TASK OBJECTIVE: Please copy the data from the line containing "For each instance of the round" down to the line containing "(1230, 396)", swapping "white teacup" for "white mug" and leaving everything else unchanged.

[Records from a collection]

------------------------------------------------------------

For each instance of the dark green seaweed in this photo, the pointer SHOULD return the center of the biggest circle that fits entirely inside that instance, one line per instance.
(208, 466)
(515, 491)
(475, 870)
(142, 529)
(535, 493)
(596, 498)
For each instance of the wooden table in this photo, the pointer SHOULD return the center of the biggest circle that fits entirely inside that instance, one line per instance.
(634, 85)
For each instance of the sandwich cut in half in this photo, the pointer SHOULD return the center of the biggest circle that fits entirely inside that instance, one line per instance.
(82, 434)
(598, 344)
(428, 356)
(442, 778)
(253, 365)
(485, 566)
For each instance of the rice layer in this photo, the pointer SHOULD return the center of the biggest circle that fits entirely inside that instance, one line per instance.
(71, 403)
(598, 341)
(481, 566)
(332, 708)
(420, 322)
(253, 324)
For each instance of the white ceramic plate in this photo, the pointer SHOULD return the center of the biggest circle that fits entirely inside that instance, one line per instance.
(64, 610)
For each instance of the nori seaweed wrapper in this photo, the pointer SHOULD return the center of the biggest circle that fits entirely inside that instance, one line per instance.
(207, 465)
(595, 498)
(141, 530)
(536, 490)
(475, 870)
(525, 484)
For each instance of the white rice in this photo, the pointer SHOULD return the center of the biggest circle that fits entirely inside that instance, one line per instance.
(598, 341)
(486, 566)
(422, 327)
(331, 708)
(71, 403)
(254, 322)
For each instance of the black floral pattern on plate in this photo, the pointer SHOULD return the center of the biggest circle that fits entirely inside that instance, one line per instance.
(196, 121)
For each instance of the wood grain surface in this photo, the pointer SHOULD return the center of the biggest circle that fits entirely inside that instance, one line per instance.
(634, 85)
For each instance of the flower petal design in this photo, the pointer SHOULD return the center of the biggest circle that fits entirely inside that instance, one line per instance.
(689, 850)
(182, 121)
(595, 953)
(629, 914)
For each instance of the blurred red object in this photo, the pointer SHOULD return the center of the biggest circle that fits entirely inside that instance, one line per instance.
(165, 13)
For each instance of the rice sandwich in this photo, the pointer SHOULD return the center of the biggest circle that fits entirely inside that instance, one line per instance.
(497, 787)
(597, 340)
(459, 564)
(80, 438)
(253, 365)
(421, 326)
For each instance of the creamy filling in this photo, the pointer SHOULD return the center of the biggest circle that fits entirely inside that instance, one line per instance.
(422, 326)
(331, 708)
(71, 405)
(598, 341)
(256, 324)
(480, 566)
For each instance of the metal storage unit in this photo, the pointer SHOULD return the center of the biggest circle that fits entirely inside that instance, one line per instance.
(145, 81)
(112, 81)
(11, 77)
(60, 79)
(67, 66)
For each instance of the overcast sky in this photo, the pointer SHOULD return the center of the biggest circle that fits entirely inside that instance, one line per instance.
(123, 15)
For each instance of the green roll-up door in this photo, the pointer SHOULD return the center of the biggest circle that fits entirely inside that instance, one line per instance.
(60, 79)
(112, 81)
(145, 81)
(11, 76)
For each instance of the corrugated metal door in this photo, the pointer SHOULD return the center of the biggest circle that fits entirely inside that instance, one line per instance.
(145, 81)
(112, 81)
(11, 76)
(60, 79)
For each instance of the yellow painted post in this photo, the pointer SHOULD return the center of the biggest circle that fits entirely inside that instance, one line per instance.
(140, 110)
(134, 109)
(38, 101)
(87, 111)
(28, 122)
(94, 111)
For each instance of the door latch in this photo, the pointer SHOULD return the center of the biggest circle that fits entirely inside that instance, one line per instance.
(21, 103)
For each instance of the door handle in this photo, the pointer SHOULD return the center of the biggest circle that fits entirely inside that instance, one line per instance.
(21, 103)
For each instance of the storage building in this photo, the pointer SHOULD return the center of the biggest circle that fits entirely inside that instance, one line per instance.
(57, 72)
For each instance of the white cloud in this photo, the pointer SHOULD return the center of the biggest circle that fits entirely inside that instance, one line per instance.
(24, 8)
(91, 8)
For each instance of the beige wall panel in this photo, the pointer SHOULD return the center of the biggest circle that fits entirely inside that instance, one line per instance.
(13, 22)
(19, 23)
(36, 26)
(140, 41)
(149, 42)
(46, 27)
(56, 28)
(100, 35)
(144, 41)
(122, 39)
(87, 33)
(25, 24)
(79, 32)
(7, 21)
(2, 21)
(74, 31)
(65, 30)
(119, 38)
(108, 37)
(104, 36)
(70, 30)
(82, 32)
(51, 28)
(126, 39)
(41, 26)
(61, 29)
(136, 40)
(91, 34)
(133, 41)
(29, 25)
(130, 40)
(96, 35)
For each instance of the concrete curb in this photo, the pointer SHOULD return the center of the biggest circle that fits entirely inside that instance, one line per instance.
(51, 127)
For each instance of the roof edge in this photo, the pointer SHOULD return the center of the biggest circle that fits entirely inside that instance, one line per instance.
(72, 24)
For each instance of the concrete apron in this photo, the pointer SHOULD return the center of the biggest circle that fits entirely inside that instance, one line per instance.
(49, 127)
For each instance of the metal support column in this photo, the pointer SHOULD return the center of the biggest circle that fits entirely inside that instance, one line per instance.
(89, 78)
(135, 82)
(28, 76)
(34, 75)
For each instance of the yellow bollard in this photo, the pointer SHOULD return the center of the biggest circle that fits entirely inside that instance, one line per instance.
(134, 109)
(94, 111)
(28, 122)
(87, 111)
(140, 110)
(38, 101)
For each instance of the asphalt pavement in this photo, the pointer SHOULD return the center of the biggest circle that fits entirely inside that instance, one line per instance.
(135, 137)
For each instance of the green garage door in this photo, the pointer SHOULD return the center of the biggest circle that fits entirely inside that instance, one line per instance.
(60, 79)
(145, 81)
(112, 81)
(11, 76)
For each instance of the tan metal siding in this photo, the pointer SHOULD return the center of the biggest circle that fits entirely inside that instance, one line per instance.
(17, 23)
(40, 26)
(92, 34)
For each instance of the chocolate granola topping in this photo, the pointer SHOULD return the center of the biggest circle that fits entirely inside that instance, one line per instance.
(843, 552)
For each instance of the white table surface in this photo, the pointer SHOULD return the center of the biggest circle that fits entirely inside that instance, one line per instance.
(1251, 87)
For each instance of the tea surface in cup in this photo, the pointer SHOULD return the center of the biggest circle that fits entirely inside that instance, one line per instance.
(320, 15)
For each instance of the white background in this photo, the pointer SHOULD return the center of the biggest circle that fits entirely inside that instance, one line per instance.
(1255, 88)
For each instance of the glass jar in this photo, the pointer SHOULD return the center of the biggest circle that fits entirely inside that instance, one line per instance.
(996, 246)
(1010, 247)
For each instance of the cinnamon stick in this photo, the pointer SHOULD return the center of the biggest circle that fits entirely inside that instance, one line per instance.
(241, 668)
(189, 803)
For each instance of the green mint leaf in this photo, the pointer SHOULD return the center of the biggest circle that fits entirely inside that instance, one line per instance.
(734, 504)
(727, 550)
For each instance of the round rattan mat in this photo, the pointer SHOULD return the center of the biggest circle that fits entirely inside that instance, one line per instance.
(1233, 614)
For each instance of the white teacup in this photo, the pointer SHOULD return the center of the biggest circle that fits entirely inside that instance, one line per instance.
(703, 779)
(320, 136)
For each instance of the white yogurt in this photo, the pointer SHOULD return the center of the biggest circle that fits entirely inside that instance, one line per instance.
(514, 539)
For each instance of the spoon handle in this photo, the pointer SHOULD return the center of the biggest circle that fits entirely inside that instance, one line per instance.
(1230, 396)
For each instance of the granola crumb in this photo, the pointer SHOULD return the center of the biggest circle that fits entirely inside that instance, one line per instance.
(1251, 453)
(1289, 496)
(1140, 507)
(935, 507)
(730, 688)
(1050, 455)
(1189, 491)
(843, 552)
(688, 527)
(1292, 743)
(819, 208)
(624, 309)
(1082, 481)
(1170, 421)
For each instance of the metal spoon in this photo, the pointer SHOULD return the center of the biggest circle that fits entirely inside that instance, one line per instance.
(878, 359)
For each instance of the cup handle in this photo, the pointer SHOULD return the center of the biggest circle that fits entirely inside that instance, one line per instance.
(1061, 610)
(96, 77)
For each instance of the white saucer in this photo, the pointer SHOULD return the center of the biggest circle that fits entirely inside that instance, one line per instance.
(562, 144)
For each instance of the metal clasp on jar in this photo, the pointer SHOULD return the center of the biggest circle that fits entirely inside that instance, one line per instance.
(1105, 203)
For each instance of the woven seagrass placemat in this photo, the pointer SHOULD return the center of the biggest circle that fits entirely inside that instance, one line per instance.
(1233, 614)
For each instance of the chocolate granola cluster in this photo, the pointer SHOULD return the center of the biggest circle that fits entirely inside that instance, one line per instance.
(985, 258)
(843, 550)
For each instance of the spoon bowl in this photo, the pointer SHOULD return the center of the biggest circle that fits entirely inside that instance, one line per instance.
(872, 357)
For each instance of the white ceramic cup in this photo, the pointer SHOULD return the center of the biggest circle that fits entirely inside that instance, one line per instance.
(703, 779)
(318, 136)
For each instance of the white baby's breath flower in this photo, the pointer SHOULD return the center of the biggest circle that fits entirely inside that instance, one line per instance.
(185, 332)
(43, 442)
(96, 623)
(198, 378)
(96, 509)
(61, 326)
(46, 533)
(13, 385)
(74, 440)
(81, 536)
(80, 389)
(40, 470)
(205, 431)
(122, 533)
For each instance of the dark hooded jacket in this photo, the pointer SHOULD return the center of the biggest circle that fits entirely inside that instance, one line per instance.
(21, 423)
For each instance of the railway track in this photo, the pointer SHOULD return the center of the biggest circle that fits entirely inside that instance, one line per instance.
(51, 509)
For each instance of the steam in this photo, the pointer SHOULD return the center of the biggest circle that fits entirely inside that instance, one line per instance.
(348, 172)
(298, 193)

------------------------------------------------------------

FINISHED ANSWER:
For each instance of the round rattan mat in this photo, the pointer SHOULD return the center of the biggest circle that fits entirely inside that instance, one line per instance.
(1233, 614)
For each instance of the white mug in this photo, the pointer SHOULD return the center of the biggest circle that fits entirely inside that instance, one line per instance.
(703, 779)
(320, 136)
For each instance of the white yogurt in this photo, the pointer SHOULD return the center of the biggest circle that fits entirely inside that instance, one line per instance.
(514, 539)
For each instance of the spoon handle in this photo, the pointer SHOULD return the center of the biggest circle that fits entirely inside that instance, one line per instance.
(1230, 396)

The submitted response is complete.